**Recorded data:**
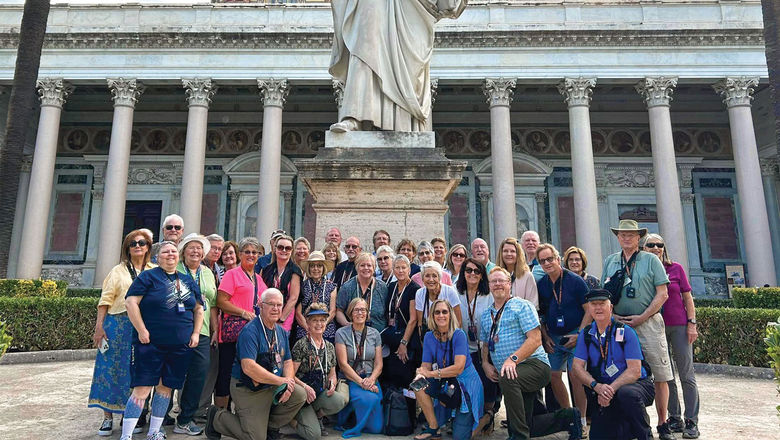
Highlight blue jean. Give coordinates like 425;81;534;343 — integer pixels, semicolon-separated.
176;335;211;425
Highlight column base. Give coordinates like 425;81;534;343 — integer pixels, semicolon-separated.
295;131;466;250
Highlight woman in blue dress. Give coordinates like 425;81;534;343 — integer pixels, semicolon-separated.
414;299;484;440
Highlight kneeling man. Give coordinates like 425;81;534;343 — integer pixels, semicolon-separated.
206;288;306;440
572;289;655;440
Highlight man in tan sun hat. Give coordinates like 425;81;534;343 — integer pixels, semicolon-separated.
601;220;675;440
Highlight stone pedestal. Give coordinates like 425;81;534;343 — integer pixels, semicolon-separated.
295;131;466;248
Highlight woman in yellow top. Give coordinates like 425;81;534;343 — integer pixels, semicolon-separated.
88;229;155;436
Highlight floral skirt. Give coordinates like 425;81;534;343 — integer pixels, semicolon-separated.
87;313;133;414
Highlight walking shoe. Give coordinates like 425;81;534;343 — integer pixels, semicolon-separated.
683;419;699;438
98;419;114;437
173;422;203;435
666;417;685;432
656;422;677;440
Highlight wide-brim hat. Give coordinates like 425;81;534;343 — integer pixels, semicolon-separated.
609;220;647;238
179;232;211;257
300;251;333;275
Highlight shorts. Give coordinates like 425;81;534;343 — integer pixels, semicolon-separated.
634;313;674;382
130;342;192;390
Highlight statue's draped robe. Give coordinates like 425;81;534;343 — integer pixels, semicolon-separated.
330;0;467;131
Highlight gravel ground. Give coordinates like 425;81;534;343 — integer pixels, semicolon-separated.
0;361;780;440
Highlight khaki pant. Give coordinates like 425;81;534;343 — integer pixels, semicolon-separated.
295;382;349;440
214;378;310;440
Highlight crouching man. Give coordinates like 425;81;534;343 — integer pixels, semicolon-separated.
572;289;655;440
206;288;306;440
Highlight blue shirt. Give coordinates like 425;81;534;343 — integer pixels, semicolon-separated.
574;318;647;383
423;329;472;371
125;267;201;345
231;317;292;379
479;297;550;368
536;269;588;336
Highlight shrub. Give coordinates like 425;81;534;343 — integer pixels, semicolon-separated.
65;287;103;298
693;307;780;367
0;279;68;298
732;287;780;309
0;297;98;351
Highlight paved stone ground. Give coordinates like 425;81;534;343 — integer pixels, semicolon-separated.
0;361;780;440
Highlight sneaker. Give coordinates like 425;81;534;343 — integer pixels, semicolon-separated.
666;417;685;432
98;419;114;437
204;405;222;440
683;419;699;438
173;422;203;435
656;422;677;440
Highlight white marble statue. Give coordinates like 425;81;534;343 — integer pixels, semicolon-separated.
329;0;468;132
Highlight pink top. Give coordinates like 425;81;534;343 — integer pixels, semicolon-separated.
663;263;691;325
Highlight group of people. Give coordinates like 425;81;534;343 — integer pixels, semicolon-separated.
89;214;699;440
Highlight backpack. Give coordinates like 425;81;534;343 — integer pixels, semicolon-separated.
382;387;414;436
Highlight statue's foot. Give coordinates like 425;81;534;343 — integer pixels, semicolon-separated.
330;118;360;133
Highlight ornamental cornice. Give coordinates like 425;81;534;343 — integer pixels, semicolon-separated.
712;76;758;108
634;76;677;108
558;77;596;107
482;78;517;107
181;78;217;108
0;29;764;50
36;78;73;108
106;78;145;108
257;78;290;107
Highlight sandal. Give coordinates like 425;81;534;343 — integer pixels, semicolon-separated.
414;428;441;440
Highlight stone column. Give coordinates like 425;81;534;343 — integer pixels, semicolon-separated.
16;78;73;279
3;156;32;279
180;78;216;235
93;78;144;287
761;158;780;283
558;78;603;276
483;78;517;243
713;77;777;286
257;79;290;240
636;77;688;272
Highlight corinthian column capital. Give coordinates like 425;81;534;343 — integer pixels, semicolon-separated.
482;78;517;107
181;78;217;108
257;78;290;107
634;76;677;108
36;78;73;108
558;77;596;107
712;76;758;108
106;78;146;107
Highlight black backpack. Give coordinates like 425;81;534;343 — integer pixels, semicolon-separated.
382;387;414;436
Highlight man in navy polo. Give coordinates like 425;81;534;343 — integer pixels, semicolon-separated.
573;289;655;440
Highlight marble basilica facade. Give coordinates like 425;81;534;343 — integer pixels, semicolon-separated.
0;0;780;295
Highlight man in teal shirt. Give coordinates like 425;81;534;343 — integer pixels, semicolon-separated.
601;220;675;440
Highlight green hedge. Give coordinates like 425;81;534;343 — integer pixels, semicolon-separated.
0;297;98;351
0;279;68;298
693;307;780;367
731;287;780;309
65;287;103;298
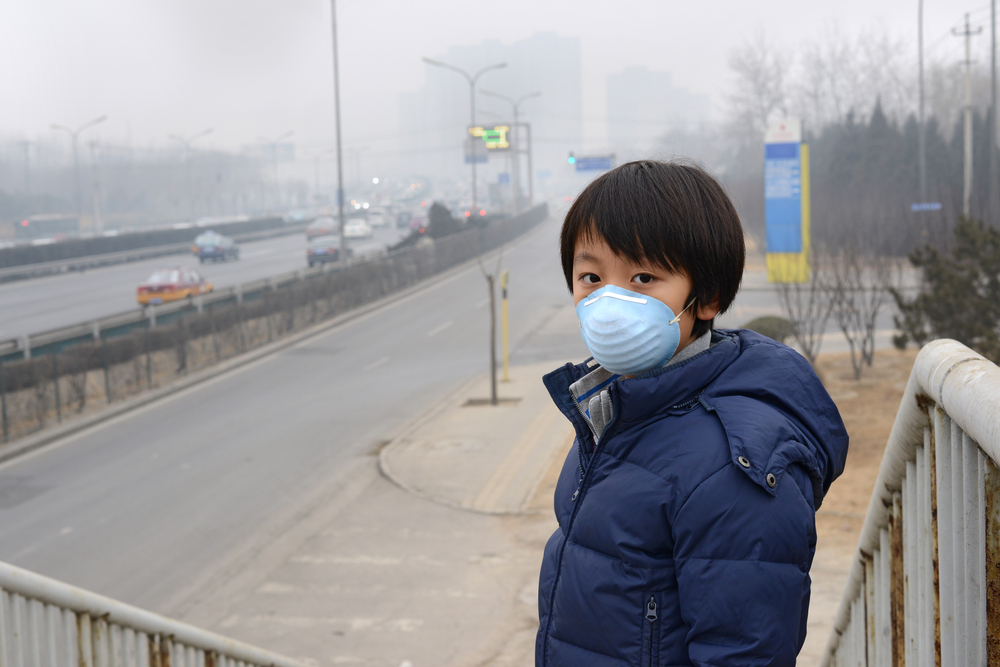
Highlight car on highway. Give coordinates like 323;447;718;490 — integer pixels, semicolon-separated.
306;215;339;240
306;236;351;267
344;218;375;239
410;215;428;234
135;266;212;306
368;208;389;227
191;231;240;264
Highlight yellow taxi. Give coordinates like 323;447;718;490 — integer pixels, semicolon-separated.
135;266;212;306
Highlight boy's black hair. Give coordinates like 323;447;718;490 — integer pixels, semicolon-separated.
560;160;746;337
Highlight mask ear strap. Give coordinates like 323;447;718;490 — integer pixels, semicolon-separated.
670;296;698;324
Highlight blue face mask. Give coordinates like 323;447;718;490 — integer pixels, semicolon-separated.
576;285;694;375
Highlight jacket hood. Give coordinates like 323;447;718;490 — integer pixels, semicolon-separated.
545;329;848;508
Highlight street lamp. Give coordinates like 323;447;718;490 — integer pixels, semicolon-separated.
257;130;295;211
423;57;507;210
479;90;542;213
167;127;212;217
52;116;108;224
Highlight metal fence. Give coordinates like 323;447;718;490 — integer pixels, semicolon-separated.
822;340;1000;667
0;563;304;667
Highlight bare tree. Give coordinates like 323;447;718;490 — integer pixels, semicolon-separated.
729;33;790;134
774;250;833;366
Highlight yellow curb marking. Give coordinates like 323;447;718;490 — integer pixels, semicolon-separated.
472;407;559;510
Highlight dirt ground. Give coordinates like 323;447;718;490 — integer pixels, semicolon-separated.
817;349;917;528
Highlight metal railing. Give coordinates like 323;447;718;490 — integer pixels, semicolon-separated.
0;563;304;667
822;340;1000;667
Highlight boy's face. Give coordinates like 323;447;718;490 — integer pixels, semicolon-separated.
573;236;719;358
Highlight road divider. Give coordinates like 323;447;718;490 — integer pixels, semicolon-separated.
0;204;548;441
0;222;307;283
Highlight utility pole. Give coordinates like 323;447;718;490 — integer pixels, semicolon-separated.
21;141;31;195
987;0;1000;225
917;0;927;202
951;14;983;217
90;141;104;234
330;0;347;257
167;127;212;220
52;116;108;230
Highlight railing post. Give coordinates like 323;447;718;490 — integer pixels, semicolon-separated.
0;359;10;442
864;557;878;665
101;336;111;403
925;422;941;667
983;459;1000;665
76;613;94;667
889;492;906;667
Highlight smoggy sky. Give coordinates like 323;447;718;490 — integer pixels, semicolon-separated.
0;0;989;158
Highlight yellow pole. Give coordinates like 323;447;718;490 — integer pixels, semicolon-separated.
500;269;510;382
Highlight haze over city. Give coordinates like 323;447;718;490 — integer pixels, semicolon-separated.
0;0;989;159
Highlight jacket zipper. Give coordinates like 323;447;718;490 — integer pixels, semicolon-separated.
542;386;621;667
644;595;659;667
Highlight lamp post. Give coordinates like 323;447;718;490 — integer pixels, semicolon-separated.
257;130;295;211
330;0;347;253
479;90;541;213
52;116;108;224
167;127;212;217
423;58;507;210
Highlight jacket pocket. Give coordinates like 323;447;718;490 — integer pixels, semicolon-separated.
640;593;660;667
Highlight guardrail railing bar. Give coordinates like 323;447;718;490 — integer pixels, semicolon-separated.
900;450;920;665
0;563;301;667
877;528;892;667
931;406;957;665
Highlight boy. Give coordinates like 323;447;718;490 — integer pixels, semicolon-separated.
535;161;847;667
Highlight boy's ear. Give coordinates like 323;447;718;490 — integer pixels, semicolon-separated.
695;297;719;320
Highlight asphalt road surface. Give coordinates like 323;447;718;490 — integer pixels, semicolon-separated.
0;213;908;614
0;209;586;613
0;226;405;340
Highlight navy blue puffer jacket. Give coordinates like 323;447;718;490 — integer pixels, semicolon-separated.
535;330;847;667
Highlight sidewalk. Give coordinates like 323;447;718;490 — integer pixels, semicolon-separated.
184;362;854;667
184;363;572;667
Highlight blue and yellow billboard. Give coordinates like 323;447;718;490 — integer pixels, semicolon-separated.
764;119;810;283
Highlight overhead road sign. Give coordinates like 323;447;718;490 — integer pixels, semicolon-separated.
570;155;615;171
469;125;510;151
463;137;490;164
764;118;810;283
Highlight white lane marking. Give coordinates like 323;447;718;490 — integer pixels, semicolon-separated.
361;357;389;372
0;220;552;474
427;320;454;338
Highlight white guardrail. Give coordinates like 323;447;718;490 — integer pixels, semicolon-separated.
0;563;305;667
822;340;1000;667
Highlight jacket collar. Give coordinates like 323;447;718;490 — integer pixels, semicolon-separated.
543;331;740;433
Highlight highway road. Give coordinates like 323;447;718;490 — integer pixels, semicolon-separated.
0;210;908;614
0;227;404;340
0;209;586;613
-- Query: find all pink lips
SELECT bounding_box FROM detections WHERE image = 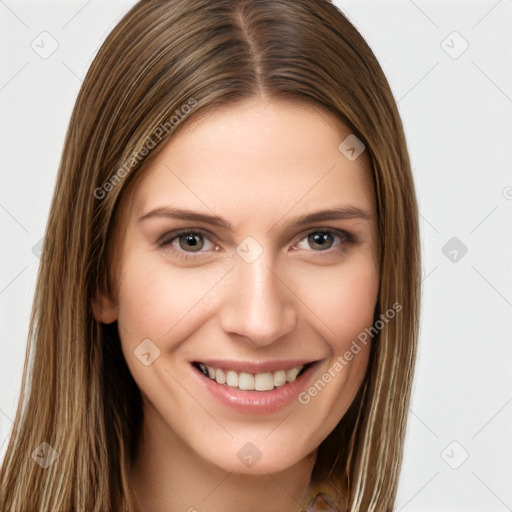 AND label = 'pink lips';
[192,360,317,415]
[198,359,313,373]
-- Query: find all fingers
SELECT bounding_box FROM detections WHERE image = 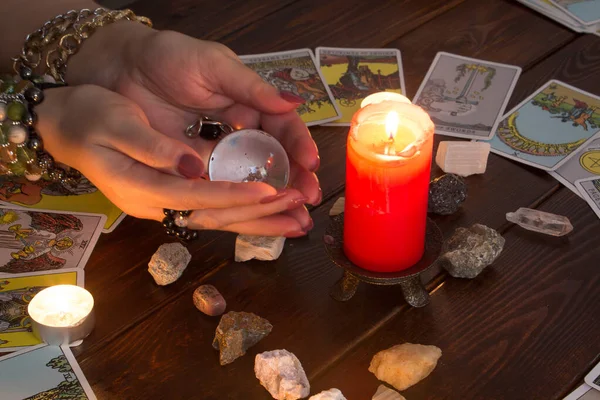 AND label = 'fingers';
[260,111,319,171]
[203,52,298,114]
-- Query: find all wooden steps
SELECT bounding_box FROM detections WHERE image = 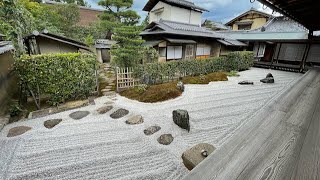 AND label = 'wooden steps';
[184,69,320,180]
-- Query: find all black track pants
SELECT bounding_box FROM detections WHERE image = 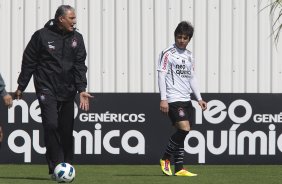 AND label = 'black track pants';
[38,94,74,174]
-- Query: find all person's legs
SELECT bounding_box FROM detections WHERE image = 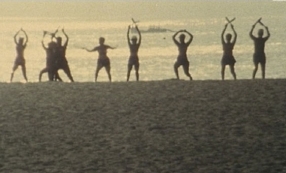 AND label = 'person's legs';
[39,67,48,82]
[127,64,132,82]
[221,64,225,80]
[183,62,193,80]
[135,63,140,81]
[105,65,111,82]
[252,62,258,79]
[95,63,103,82]
[61,62,74,82]
[260,63,265,79]
[10,64,18,82]
[22,64,28,82]
[229,64,236,80]
[174,62,180,79]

**What you should do:**
Duplicate the entries from the line containing "Highlight street lamp." through the line containing "644;595;659;667", and include both of those lines.

**Expected answer:**
Highlight street lamp. Give coordinates like 323;447;718;490 — integer pixels, semicolon-separated.
257;130;295;211
423;57;507;210
479;90;542;213
167;127;212;217
52;116;108;224
Highlight metal fence. Give coordinates like 323;447;718;490 — integer pixels, semicolon-separated.
822;340;1000;667
0;563;304;667
Highlight bare tree. Give coordinates like 323;447;718;490 — integer pixels, semicolon-separated.
729;33;790;134
774;250;833;366
Highlight yellow curb marking. Give coordinates like 323;447;718;490 — integer pixels, semicolon-separated.
472;407;559;510
Highlight dirt ground. Give coordinates like 323;447;718;490 — integer pixels, semicolon-separated.
817;349;917;528
Highlight metal railing. Give coordinates like 323;447;718;490 — integer pixels, semicolon-separated.
0;563;304;667
822;340;1000;667
Highlight boy's face. Give coordinates like 323;447;718;490 — integer pixels, semicolon-separated.
573;236;719;358
Highlight road divider. Give coordinates like 323;447;718;490 — integer pixels, semicolon-separated.
0;204;548;441
0;222;307;283
Highlight utility pole. Give coordinates like 323;447;718;490 — integer pixels, semicolon-separated.
21;141;31;195
987;0;1000;225
917;0;927;202
951;14;983;217
90;141;104;234
330;0;347;257
167;127;212;220
52;116;108;230
Highlight railing post. Give coordinates like 323;447;718;490 — integer pixels, semicolon-separated.
0;359;10;442
864;557;878;665
101;336;111;403
925;422;941;667
983;459;1000;665
76;613;94;667
889;492;906;667
Highlight smoggy sky. Give coordinates like 323;447;718;490 — integer pixels, semicolon-separated.
0;0;989;158
Highlight yellow pole. Give coordinates like 323;447;718;490 — integer pixels, semicolon-separated.
500;269;510;382
Highlight haze over city. Give coordinates like 323;447;718;490 — integer pixels, semicolon-separated.
0;0;989;159
Highlight jacket zipper. Give coordinates like 323;447;718;490 — integer pixels, semicolon-separated.
542;386;621;667
644;595;659;667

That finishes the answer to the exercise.